**Requirements:** Go through the data and pull out each line containing the word "white". Copy those lines without any changes.

**Data listing:**
::::
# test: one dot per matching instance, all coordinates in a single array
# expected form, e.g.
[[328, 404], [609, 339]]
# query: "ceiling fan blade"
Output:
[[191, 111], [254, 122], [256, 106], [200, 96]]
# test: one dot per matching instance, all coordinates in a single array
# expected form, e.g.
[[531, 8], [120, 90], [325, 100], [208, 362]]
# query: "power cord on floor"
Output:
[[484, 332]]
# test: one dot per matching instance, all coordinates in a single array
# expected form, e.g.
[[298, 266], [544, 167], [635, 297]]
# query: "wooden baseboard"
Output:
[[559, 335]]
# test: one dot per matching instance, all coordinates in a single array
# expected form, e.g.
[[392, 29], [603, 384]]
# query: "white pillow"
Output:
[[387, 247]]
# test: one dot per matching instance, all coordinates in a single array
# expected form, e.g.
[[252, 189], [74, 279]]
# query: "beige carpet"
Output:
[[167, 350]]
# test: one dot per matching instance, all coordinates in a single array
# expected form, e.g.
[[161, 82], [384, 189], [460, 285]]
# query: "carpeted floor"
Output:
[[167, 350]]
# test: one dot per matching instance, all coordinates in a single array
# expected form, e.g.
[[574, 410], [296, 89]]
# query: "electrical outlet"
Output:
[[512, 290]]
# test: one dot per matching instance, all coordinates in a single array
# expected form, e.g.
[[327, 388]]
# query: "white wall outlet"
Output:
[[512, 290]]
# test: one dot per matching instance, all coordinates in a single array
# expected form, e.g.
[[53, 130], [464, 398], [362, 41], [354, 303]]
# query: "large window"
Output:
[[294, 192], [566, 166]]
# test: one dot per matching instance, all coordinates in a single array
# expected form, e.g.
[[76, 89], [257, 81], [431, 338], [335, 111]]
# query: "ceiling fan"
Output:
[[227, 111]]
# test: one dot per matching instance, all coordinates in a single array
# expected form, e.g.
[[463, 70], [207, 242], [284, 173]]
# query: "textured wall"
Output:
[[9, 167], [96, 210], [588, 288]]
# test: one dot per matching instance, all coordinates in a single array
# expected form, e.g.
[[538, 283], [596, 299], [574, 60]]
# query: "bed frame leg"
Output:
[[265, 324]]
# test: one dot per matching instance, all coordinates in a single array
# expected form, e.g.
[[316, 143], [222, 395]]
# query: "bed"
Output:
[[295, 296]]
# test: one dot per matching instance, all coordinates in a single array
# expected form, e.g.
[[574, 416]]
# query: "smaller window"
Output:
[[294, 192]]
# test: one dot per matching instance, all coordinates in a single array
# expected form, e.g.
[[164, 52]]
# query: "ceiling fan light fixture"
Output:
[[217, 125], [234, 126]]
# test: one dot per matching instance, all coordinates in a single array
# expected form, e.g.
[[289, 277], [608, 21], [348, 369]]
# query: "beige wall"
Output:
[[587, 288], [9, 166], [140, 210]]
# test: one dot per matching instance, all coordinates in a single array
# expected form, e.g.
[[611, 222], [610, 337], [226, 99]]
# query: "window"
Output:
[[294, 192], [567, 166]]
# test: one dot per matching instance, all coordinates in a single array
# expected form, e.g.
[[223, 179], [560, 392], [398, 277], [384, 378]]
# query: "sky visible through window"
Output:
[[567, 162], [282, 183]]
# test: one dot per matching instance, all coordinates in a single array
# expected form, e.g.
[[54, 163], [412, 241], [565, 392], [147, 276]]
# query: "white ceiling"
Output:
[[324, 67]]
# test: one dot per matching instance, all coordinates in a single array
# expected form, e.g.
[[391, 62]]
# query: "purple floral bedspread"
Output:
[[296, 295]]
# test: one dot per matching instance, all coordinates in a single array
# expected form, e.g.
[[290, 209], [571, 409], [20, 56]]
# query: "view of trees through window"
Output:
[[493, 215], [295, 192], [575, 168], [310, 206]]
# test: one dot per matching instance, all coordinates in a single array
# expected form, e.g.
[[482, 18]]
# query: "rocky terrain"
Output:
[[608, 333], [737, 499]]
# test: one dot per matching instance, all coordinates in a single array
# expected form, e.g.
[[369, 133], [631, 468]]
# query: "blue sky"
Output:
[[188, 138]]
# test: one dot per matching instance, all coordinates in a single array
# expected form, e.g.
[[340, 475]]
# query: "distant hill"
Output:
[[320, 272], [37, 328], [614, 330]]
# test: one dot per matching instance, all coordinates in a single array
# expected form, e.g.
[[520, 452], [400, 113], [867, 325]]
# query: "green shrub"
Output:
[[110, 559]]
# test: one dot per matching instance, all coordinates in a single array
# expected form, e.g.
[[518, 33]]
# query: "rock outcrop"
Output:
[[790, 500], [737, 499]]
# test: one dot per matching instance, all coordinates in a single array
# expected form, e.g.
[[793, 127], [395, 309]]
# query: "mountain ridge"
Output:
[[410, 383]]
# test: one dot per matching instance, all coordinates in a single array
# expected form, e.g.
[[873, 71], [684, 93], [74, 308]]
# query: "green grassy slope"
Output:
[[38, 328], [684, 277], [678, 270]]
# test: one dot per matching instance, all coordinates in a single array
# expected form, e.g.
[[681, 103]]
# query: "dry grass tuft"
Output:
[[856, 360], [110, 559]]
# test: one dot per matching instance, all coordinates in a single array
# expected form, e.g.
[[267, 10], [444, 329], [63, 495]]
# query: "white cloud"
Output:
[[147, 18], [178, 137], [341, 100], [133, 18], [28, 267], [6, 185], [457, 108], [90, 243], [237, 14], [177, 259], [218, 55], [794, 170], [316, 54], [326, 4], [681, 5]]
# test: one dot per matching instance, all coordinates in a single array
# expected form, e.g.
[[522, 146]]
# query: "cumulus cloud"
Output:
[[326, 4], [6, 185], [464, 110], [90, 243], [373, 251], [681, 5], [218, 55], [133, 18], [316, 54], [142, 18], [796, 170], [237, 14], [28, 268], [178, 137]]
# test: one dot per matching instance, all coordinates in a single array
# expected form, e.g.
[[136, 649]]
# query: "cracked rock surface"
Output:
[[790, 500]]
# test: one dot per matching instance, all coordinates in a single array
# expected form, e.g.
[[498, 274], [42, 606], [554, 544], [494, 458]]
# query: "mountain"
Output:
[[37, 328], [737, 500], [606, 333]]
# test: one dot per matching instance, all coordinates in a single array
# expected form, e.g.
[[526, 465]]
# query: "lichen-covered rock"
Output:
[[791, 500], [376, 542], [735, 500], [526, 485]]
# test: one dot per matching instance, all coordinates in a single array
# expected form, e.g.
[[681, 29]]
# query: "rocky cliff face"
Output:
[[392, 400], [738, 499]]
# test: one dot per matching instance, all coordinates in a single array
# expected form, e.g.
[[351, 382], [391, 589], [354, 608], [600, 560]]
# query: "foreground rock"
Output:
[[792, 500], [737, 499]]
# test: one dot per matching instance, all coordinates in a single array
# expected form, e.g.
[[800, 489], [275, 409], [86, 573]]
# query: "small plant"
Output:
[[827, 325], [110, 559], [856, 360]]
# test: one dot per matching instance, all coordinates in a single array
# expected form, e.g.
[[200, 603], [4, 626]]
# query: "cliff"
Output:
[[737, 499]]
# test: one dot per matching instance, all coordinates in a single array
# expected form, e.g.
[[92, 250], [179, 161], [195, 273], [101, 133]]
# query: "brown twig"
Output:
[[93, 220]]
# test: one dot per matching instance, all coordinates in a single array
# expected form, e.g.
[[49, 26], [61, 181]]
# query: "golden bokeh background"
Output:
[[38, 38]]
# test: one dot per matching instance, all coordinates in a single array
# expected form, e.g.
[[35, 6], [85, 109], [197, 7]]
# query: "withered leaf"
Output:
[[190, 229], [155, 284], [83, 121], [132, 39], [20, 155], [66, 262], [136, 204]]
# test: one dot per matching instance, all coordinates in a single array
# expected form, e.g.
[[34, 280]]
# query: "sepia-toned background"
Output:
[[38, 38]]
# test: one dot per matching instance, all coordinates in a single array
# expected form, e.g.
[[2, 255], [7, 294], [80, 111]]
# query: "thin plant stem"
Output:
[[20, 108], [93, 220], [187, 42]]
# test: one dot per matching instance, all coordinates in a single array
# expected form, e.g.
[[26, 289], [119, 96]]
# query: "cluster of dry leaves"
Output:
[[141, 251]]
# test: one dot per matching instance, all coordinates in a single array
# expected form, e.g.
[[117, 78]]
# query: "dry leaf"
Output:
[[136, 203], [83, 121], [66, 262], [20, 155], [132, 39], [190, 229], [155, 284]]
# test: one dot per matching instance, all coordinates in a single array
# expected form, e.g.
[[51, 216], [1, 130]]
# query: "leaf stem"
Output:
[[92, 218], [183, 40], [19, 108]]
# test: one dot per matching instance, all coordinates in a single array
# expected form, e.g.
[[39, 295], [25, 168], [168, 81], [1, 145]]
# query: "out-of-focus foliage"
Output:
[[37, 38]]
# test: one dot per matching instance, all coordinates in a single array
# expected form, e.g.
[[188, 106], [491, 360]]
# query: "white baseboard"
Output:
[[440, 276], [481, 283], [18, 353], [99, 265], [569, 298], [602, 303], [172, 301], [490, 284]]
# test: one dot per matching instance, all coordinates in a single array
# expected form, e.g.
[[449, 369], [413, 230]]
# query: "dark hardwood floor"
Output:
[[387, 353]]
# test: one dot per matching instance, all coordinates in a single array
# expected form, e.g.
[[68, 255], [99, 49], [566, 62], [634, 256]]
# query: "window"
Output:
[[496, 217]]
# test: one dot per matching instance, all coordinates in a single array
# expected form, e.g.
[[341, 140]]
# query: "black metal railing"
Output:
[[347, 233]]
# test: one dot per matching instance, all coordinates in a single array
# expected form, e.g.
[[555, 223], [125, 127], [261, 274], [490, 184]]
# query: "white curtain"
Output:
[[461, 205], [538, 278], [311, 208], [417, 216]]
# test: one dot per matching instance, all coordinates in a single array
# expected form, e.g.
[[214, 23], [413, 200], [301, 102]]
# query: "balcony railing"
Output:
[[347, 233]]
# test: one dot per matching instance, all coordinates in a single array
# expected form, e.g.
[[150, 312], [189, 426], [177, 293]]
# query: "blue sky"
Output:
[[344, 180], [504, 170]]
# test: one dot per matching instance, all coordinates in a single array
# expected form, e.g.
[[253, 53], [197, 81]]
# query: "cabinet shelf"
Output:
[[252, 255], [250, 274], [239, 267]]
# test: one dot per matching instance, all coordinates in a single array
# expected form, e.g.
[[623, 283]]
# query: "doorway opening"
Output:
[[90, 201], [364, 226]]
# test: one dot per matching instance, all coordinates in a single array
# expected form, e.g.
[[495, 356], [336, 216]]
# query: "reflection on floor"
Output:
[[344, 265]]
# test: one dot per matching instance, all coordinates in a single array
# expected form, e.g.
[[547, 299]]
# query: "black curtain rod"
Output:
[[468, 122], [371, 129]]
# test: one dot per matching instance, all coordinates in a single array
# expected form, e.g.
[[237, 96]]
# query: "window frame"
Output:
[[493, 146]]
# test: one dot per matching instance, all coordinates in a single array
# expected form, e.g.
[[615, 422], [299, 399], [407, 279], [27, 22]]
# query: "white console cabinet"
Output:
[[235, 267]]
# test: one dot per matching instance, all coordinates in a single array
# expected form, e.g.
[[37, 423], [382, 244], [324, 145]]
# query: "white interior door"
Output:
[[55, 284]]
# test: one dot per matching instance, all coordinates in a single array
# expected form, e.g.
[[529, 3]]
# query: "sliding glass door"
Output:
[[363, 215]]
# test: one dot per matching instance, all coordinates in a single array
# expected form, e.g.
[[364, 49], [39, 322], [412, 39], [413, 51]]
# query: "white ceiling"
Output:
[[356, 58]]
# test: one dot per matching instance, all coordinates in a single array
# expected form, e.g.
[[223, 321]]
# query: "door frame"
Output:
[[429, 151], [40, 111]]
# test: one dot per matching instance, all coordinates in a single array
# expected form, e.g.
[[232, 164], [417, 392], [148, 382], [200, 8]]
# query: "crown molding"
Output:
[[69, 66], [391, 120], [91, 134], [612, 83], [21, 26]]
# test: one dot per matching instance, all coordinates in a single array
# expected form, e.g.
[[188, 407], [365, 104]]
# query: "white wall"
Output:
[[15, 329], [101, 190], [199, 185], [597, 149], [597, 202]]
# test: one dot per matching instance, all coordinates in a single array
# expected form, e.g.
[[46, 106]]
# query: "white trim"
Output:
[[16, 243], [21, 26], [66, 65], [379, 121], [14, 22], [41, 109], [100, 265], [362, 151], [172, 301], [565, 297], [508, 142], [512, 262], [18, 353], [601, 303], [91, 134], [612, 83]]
::::
**Task result:**
# query: "white pillow"
# query: "white wall outlet"
# query: "white ceiling"
# query: "white cloud"
# query: "white baseboard"
# query: "white curtain"
# query: "white console cabinet"
# query: "white interior door"
# query: "white ceiling"
# query: "white wall"
# query: "white trim"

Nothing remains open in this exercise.